## TASK PROMPT
Would you write out all of the records that follow, exactly as they stand?

[Dataset records]
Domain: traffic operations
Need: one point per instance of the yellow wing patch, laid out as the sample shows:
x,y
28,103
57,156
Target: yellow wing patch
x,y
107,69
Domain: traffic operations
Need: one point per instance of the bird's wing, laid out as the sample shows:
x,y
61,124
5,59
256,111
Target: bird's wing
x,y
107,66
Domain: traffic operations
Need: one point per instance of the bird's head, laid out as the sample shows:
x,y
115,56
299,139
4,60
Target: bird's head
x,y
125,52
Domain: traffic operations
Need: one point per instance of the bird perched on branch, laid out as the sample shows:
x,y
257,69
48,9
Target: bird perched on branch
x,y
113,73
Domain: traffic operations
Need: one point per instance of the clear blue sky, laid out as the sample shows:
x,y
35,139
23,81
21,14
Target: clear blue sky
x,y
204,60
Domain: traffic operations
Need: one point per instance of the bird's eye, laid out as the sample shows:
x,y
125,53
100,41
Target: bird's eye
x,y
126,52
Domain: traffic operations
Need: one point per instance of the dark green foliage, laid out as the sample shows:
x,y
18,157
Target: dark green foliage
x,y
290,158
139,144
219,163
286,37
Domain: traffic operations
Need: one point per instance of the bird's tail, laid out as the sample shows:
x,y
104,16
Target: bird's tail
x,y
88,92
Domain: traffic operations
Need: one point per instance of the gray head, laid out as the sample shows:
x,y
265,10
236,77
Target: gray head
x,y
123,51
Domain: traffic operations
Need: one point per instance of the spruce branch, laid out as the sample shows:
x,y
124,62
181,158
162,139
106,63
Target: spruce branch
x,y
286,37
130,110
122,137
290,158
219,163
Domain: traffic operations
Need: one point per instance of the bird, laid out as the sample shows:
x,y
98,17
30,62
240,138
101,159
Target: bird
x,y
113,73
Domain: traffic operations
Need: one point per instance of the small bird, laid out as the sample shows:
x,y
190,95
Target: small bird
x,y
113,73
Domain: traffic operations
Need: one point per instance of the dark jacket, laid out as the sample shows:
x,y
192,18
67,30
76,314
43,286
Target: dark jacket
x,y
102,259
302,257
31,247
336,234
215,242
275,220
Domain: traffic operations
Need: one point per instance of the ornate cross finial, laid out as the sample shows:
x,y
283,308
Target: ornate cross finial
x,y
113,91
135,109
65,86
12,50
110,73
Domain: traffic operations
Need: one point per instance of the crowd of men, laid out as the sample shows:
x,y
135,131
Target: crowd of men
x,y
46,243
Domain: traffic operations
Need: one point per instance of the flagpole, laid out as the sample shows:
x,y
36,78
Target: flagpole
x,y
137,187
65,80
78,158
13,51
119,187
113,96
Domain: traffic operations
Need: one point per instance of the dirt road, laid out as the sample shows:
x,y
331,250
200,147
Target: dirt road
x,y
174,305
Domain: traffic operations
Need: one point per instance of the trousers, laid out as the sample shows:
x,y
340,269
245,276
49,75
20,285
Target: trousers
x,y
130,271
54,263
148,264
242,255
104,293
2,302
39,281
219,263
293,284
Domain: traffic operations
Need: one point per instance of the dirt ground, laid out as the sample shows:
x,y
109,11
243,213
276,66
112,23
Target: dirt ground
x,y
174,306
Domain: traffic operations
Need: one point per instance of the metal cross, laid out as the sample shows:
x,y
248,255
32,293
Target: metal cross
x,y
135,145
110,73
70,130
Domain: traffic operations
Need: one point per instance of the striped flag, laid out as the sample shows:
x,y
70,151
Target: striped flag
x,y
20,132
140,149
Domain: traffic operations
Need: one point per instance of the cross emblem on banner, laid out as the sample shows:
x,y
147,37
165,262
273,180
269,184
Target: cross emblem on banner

## REPLY
Domain: traffic operations
Need: one point per instance of the yellow wing patch, laid out as the sample shows:
x,y
28,103
57,156
Target: yellow wing patch
x,y
107,69
Domain: traffic operations
Need: one point per instance of the bird's wing, laid out as the sample shows:
x,y
61,124
5,59
256,111
Target: bird's wing
x,y
107,66
Domain: traffic operations
Need: one point per instance of the bird's head, laid out as the sample shows:
x,y
115,56
299,139
4,60
Target: bird's head
x,y
125,52
Domain: traffic operations
Need: one point per instance of the bird perched on branch, laid out as the sample shows:
x,y
257,69
48,9
Target: bird perched on branch
x,y
113,73
Domain: traffic operations
Need: one point per instance of the clear blue sky, laid out as the sample shows:
x,y
35,139
23,81
21,14
Target: clear blue sky
x,y
204,60
Domain: traffic operations
Need: one point per instance of the bird's eye, laid out as the sample shows:
x,y
125,53
100,41
Target: bird's eye
x,y
126,52
Domain: traffic operations
Need: one point per instance of the dark green foliage, laid out as the sample shows:
x,y
18,157
Target: dark green foliage
x,y
290,158
139,144
219,163
286,37
Domain: traffic operations
Need: one point per instance of the bird's tail, laid out as the sample shows:
x,y
104,16
Target: bird's tail
x,y
88,92
Domain: traffic operations
Need: one point per instance of the gray head, laid out as the sample shows:
x,y
265,10
236,77
Target: gray head
x,y
123,51
Domain: traffic operations
Need: one point per instance of the spruce branch, laid out as the sample shows:
x,y
124,62
181,158
162,139
106,63
Target: spruce branch
x,y
286,37
130,110
122,137
290,158
219,163
Domain: traffic operations
Need: one point per instance of the bird, laid out as the sample shows:
x,y
98,17
30,62
240,138
101,159
Target: bird
x,y
113,73
Domain: traffic operations
Need: one point per instance of the small bird, laid out as the sample shows:
x,y
190,95
Target: small bird
x,y
113,73
Domain: traffic operations
Need: one point per instance of the dark jacket, laid out as the sample shows:
x,y
192,18
67,30
76,314
43,286
Target: dark jacket
x,y
102,259
302,257
31,247
336,234
215,242
275,220
Domain: traffic operations
Need: one point per instance of the ornate cross finial, laid out as the sample shows:
x,y
283,308
Target: ornate cross finial
x,y
113,91
135,109
65,86
12,50
110,73
Domain: traffic operations
Need: one point per instance of the crowd of men, laid out as the sample shows:
x,y
135,131
Target: crowd of men
x,y
46,243
Domain: traffic operations
Need: one point per instance of the flagpole, laid out as the sample shows:
x,y
36,78
Target: flagpole
x,y
137,187
65,80
78,158
13,51
119,187
113,96
Domain: traffic operations
Need: one point per instance of the dirt road, laid out as the sample shows:
x,y
331,250
200,147
Target: dirt road
x,y
174,305
Domain: traffic operations
Need: one point per instance of the trousers, laid out as the sample shows:
x,y
340,269
245,276
49,75
20,285
Target: trousers
x,y
130,271
54,263
148,264
242,255
104,293
2,302
39,281
219,263
293,284
Domain: traffic operations
Need: one point per instance of the dirt ground, laid out as the sample shows:
x,y
109,11
243,213
276,66
112,23
Target: dirt ground
x,y
174,306
Domain: traffic operations
Need: one point per instance of the metal cross, laid out as the sample shows:
x,y
248,255
32,293
Target: metal cross
x,y
135,145
110,73
70,130
Domain: traffic operations
Need: one point per instance of the striped flag, laid out as the sample shows:
x,y
70,151
Target: striped flag
x,y
20,132
140,149
Domain: traffic operations
Need: one point per instance of the cross emblem on banner, laid out as the sample shows:
x,y
147,37
165,262
273,180
269,184
Target: cross emblem on banner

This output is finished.